Holidays and holy days such as Christmas and Easter, present a constant conundrum for many young parents as they struggle to find a balance between the sacred and the secular in both celebrations that are huge in the yearly calendar of family-centered events.

With this in mind, here at The Snuggery, I try to find picture books for young families that, as each of these celebrations approaches, honor the secular, without sidestepping the religious aspects of both Easter and Christmas.

So, with that in mind, Brian Wildsmith’s The Easter Story, is a visually stunning and vibrant telling of the Easter Triduum, referring to the three day journey of Christians revisiting three of the holiest days in their calendar; Holy Thursday’s Last Supper, Good Friday’s Crucifixion and Holy Saturday’s, Laying in the Tomb, all culminating in the Resurrection of Jesus on Easter Sunday.

Wildsmith begins the picture book with the triumphant entry of Jesus into Jerusalem marked with the singing and swaying of hand-held palms by the welcoming crowds on Palm Sunday.

It relates in beautifully gold-toned paintings, one of the greatest seeming contradictions in religion: how a death on a cross can lead to redemption and eternal life. This book has a beautiful simplicity that will appeal to the youngest of picture book readers. And, it is a companion book to Wildsmith’s The Christmas Story that I have not read, but having seen The Easter Story, I will certainly read.

Stored data entries:
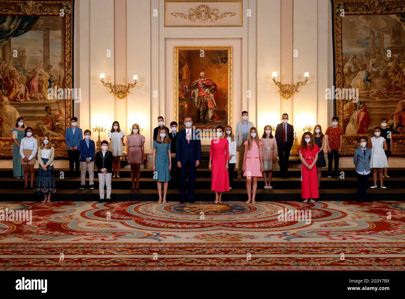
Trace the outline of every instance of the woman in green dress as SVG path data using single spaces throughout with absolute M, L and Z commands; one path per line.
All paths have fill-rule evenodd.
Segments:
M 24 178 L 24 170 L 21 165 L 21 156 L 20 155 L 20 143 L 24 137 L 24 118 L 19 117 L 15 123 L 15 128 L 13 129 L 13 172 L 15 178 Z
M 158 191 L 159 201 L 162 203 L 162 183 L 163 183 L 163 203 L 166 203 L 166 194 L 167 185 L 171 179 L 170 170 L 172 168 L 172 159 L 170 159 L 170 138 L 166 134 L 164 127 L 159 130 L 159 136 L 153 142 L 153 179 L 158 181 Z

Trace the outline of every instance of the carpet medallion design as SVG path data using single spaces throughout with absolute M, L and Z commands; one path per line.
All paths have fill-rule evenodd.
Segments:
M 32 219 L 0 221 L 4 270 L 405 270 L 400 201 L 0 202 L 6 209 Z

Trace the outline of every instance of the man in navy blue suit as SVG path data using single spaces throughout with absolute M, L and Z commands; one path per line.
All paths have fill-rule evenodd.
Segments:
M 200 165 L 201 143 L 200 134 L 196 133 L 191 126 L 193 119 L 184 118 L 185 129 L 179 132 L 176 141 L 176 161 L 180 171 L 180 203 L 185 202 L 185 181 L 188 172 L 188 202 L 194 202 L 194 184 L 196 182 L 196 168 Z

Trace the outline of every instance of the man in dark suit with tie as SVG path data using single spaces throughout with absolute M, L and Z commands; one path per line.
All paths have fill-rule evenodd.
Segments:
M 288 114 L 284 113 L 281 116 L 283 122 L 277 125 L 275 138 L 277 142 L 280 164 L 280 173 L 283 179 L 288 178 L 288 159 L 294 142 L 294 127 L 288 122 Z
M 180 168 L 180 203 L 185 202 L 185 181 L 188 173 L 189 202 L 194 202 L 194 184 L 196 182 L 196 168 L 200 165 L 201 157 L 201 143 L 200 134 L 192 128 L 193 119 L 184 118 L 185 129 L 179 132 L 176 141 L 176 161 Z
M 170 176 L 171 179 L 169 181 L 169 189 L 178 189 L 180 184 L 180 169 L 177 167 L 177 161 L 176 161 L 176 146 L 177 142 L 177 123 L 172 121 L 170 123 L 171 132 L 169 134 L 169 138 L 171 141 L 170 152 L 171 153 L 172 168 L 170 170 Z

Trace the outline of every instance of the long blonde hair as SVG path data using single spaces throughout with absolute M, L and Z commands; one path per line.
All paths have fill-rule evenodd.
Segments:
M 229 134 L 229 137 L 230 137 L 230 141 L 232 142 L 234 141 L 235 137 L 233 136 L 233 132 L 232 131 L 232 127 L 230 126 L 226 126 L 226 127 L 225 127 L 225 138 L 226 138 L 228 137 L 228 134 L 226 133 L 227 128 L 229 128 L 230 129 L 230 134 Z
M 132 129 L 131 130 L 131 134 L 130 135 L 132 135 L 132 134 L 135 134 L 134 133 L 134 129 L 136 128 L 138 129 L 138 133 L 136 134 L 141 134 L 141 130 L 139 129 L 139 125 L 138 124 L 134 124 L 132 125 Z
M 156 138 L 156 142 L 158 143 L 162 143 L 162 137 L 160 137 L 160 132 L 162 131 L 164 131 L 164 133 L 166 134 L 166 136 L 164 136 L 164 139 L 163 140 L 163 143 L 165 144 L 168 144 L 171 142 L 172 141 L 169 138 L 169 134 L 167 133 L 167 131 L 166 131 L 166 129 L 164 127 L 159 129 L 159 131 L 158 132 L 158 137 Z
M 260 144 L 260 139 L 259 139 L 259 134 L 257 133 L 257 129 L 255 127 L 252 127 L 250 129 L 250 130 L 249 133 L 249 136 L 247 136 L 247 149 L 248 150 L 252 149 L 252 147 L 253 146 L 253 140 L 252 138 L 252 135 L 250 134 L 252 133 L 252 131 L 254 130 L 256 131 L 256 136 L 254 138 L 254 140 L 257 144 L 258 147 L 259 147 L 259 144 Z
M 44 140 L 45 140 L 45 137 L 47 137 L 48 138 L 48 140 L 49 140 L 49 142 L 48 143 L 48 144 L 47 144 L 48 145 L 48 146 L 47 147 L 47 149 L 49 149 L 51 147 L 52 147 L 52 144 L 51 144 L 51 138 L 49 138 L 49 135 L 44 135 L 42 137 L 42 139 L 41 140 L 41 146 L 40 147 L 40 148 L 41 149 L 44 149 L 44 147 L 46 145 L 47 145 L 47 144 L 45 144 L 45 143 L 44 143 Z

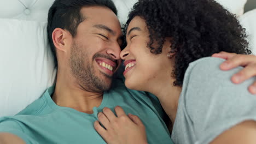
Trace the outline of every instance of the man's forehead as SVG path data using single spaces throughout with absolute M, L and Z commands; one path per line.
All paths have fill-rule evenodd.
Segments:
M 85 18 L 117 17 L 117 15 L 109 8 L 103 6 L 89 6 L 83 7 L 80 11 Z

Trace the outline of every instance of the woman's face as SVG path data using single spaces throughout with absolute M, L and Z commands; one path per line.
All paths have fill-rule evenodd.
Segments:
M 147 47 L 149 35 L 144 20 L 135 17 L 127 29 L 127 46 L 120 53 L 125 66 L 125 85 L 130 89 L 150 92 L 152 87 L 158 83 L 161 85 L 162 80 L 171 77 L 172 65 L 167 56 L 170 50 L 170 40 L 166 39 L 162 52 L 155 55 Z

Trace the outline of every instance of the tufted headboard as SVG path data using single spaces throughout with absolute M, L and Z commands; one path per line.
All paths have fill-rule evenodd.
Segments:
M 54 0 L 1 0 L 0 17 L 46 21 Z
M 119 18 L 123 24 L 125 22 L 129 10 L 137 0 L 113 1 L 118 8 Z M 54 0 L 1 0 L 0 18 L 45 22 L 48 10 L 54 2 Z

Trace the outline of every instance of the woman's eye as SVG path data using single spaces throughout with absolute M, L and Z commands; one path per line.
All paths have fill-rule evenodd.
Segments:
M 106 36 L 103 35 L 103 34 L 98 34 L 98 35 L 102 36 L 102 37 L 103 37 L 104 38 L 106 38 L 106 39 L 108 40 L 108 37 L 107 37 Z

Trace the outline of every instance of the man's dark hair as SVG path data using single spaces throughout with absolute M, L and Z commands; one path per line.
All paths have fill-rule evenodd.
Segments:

* * *

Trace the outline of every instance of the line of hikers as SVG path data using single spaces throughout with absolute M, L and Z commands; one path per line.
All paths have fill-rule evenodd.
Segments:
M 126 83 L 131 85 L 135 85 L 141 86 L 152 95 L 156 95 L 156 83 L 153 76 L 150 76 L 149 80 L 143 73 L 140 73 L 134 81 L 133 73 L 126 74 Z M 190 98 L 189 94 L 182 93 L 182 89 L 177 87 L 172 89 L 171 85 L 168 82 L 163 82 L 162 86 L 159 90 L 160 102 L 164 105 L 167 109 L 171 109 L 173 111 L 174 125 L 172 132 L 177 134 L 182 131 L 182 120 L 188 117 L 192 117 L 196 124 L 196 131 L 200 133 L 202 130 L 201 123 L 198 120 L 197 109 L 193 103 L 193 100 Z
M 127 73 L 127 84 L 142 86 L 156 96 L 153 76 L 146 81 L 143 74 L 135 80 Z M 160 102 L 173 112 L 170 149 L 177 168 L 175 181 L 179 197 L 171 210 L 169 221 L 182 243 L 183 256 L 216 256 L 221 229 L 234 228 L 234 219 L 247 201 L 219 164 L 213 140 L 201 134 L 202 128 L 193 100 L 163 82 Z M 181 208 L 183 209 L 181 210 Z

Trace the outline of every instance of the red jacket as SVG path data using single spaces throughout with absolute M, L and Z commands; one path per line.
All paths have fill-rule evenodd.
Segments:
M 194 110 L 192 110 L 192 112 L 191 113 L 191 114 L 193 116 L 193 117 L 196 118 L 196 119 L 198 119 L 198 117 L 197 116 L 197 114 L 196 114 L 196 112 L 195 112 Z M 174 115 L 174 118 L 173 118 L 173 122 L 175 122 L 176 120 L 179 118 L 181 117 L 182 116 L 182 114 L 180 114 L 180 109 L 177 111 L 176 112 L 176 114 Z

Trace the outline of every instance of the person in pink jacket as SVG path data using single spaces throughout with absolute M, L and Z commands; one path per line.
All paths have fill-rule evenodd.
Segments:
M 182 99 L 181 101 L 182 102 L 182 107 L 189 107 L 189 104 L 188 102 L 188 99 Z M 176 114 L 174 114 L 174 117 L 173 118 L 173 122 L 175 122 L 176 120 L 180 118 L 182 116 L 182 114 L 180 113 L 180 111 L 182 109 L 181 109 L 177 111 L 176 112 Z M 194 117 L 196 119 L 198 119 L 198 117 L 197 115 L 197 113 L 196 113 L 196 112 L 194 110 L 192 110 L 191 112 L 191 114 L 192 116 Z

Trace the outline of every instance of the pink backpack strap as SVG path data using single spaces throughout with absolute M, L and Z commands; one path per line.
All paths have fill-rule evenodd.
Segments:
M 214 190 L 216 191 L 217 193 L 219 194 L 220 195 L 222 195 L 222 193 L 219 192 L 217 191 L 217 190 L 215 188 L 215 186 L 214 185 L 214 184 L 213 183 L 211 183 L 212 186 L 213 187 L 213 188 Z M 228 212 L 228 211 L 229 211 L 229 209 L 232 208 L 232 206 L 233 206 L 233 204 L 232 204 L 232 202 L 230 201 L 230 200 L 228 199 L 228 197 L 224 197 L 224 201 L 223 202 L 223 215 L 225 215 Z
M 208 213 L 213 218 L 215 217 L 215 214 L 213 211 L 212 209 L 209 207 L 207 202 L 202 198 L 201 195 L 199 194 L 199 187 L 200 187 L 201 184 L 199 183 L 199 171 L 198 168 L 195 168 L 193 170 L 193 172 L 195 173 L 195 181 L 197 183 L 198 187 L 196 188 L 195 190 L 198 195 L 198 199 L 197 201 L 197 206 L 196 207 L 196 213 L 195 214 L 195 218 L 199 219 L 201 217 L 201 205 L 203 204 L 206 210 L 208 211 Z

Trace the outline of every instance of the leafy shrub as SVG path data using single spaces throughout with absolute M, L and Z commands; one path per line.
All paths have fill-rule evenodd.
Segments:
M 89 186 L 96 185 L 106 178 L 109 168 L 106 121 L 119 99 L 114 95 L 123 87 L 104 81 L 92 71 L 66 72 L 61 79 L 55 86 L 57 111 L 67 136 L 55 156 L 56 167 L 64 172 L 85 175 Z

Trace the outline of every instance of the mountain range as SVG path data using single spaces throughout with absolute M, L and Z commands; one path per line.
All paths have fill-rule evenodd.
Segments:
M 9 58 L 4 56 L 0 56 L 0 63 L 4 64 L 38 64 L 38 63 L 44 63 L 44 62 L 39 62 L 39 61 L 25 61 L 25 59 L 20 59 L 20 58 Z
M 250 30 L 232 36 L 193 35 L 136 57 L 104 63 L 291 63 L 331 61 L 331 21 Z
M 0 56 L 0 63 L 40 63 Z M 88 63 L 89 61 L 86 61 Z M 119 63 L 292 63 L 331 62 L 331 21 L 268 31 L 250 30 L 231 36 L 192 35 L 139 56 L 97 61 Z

==

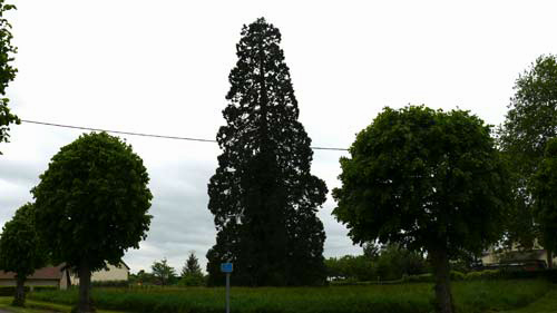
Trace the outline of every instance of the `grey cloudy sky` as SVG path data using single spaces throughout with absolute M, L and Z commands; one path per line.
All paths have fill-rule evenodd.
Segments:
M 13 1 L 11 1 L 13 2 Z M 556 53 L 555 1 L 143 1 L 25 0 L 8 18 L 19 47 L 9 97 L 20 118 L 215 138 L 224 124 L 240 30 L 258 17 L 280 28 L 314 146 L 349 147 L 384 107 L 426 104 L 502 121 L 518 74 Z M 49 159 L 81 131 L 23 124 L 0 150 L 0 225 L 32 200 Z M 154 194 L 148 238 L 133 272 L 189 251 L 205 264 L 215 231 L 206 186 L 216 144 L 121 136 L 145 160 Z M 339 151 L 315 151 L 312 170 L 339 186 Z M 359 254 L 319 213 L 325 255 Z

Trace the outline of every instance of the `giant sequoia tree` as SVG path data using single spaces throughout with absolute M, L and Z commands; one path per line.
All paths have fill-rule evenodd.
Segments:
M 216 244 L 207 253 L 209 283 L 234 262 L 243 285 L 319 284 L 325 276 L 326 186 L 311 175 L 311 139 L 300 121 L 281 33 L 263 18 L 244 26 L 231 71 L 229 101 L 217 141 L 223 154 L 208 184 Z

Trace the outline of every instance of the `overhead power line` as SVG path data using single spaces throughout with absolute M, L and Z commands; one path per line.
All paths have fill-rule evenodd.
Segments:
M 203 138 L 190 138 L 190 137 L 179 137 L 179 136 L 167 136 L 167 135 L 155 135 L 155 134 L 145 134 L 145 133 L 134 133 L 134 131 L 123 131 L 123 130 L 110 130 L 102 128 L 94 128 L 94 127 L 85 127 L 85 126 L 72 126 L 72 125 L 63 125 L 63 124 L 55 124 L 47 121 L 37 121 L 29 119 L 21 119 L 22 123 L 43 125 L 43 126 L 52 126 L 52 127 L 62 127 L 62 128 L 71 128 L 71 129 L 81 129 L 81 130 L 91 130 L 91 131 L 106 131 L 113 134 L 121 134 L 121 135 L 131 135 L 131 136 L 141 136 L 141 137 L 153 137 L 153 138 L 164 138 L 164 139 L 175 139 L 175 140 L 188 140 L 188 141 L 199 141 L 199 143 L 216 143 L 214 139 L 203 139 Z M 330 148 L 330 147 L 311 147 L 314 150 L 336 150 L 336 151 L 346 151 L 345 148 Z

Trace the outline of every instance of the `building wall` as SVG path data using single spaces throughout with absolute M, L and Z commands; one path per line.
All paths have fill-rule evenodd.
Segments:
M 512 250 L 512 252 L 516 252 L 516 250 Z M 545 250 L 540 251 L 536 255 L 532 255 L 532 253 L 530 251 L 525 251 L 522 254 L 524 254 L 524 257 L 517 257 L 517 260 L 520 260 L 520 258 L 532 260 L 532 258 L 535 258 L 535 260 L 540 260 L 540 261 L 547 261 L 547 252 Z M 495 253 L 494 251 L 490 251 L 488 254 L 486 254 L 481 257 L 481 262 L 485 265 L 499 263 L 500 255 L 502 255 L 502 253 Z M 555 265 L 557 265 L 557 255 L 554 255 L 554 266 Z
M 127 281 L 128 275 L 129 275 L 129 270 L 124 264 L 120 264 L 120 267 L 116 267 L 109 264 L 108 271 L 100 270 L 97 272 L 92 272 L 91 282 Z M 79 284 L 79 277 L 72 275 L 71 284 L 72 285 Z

OBJECTIVES
1) In the book review, what event does Wildsmith open the picture book with?
2) How many lines of the records contain the string "dark"? Give only the number.

EXPECTED RESULTS
1) Jesus's triumphant entry into Jerusalem on Palm Sunday, with welcoming crowds singing and swaying hand-held palms.

2) 2